■ **Selected extract**
The larvae of vermileonids are called wormlions which amounts to a direct translation of Vermileo. They have evolved the same elaborate mechanism for trapping prey, as one sees in many species of the Neuropteran family Myrmeleontidae, the so-called "antlions"; that is, they make cone-shaped pits in sandy areas and feed on insects that fall into the pits. The mechanism is elegant in that in both groups of insects, the larva creates the pit by flinging particles out. Much of the material falls back, coming to rest at effectively the critical angle of repose. This is a good example for convergent evolution.

Thus, when a small insect, commonly an ant, blunders into the pit, its weight causes the sand to collapse below it, drawing the victim toward the center, where the larva lies in wait under a thin layer of loose sand. As soon as it is alerted by falling sand grains, the larva assists this process by vigorously flicking more sand out from the center of the pit. This undermines the pit walls and causes them to collapse toward the center. The sand that the larva now is flinging also pelts the prey with so much loose, rolling material as to prevent it from getting any foothold on the easier slopes that the initial collapse of the slope has presented. The combined effect is to bring the prey down to within grasp of the larva, which then can inject venom and digestive fluids.

Unlike the pit-digging Myrmeleontidae, vermileonid larvae do not travel round and round while digging the pit trap. Instead, they simply lie at the center with the rear end buried, and dig their heads repeatedly forward into the sand, flinging it out by vigorously straightening their fore ends. In contrast with conical digging, this approach is believed to take longer since more sand is likely to fall back into the pit when throwing from the center. Finally, they cover themselves with a thin layer of sand while lying across the bottom of the cone. Wormlion larvae prefer shaded habitats over lit ones, fine sand of small particle size over coarser sand, and obstacle free soil. All these factors enable them to construct large pits. Unfavorable conditions lead to more frequent relocation of the pits.

■ **Work request**
In the text on wormlions, what alerts the larva that prey has entered its pit?

■ **Dataset excerpts**
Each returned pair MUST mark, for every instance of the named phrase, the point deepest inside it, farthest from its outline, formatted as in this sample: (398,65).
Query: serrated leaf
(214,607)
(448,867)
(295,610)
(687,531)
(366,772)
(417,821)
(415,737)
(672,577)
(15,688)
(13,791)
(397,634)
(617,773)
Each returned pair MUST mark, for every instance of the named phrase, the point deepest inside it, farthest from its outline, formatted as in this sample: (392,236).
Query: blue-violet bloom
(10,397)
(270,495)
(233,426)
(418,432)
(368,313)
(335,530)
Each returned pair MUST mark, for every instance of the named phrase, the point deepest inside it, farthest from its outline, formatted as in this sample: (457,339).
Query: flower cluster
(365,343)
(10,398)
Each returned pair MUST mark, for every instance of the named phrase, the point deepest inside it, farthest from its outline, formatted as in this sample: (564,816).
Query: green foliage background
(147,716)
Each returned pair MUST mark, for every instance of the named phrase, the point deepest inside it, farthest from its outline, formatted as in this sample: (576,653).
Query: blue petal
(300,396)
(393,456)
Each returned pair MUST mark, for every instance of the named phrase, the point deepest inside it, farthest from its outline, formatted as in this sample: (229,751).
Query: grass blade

■ **Answer to this exercise**
Falling sand grains.